Exercise description:
Copy word for word the lines of the records from the line containing "Reviewer check: make sure each instance of the decorative" through the last line of the records, both ends included.

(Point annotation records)
----------

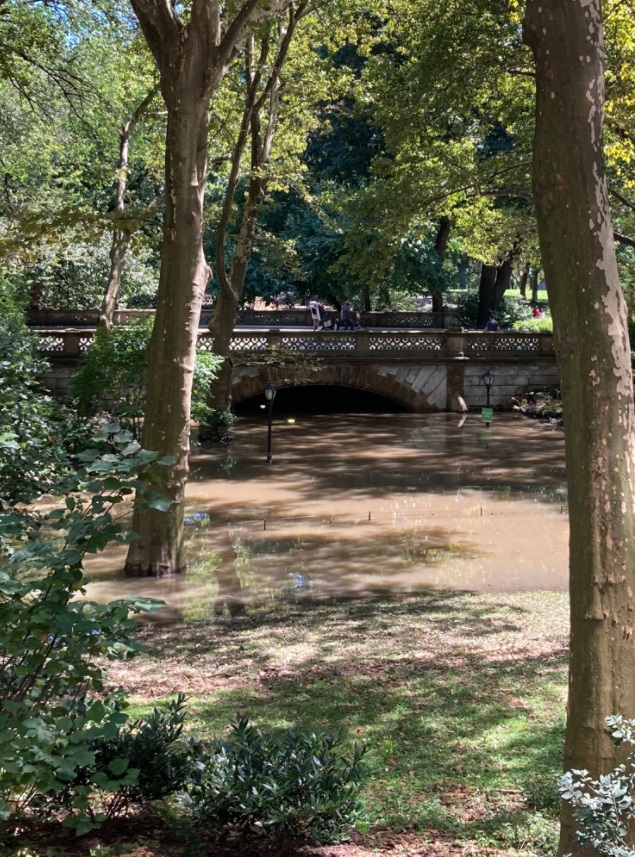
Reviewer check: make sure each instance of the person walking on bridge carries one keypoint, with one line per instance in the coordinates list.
(348, 316)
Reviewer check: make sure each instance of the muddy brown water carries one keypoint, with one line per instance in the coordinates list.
(354, 506)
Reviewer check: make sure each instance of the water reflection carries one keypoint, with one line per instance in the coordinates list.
(355, 505)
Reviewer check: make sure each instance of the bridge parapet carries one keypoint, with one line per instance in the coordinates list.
(292, 317)
(70, 343)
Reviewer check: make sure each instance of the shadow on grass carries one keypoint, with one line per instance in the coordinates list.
(450, 692)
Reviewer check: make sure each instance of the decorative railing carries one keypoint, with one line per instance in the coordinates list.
(70, 343)
(248, 317)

----------

Problem solution:
Reviewer check: make sure each instance of the decorative railing carries one keypoint, with one line per instance in the coordinates list.
(70, 343)
(248, 317)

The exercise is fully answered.